Records provided:
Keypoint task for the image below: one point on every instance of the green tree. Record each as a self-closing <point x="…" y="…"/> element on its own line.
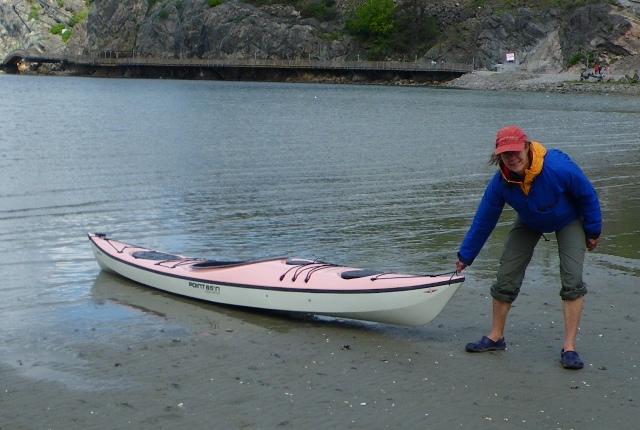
<point x="374" y="19"/>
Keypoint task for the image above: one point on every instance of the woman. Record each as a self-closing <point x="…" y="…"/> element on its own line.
<point x="549" y="193"/>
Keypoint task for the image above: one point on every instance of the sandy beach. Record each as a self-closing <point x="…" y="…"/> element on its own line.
<point x="202" y="366"/>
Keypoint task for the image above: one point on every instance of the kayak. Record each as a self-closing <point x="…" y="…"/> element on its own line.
<point x="284" y="284"/>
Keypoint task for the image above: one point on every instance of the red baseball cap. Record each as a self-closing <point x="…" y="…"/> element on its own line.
<point x="510" y="138"/>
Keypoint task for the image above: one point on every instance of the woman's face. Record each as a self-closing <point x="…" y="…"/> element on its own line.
<point x="516" y="161"/>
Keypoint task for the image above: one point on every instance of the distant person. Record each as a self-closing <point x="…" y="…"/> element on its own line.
<point x="549" y="193"/>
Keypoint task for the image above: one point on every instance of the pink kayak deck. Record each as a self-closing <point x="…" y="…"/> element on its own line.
<point x="274" y="274"/>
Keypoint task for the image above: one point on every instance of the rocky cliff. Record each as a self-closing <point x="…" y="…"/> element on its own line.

Exercise brief: Copy, without any change, the lines above from the one containing "of the pink" to the end, both ends included. Add nothing else.

Exercise solution:
Keypoint task for the image above: one point on every instance of the pink kayak deck. Record each as a self-closing <point x="…" y="…"/> element on its own line.
<point x="274" y="274"/>
Keypoint task for the image above: one point on every instance of the rocky cliff. Record each as a self-closing <point x="…" y="…"/> element on its own line.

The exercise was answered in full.